____ STORED ROWS

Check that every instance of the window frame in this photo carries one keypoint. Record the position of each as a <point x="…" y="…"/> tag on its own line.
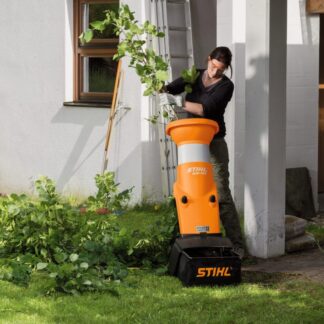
<point x="95" y="48"/>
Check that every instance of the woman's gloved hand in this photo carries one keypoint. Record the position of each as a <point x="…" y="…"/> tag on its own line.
<point x="167" y="99"/>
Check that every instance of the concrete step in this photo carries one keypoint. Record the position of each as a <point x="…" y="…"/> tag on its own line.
<point x="294" y="226"/>
<point x="300" y="243"/>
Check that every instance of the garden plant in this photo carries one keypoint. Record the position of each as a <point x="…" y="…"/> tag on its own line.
<point x="79" y="251"/>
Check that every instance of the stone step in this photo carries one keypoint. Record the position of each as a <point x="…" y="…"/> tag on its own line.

________

Repeat the line that contains "Check that every instance of the woman's", then every line after it until the records end, with nothing added.

- _RESULT OF THE EXERCISE_:
Check that every instance of the woman's gloved hand in this photo carries one keypoint. Record the position of each as a <point x="…" y="…"/> tag on its own line.
<point x="167" y="99"/>
Check that every instance of the concrete step in this photo carries one keypoint. Record the position of each as a <point x="…" y="…"/> tag on its own line.
<point x="294" y="226"/>
<point x="300" y="243"/>
Check that every instance of the garden plant in this photo carries one keypoint. Record the position of each as a <point x="…" y="…"/> tag on its own line.
<point x="79" y="251"/>
Check that every instance of the stone step in this photo carries one keypoint. Record the position of each as a <point x="…" y="…"/> tag on its own line.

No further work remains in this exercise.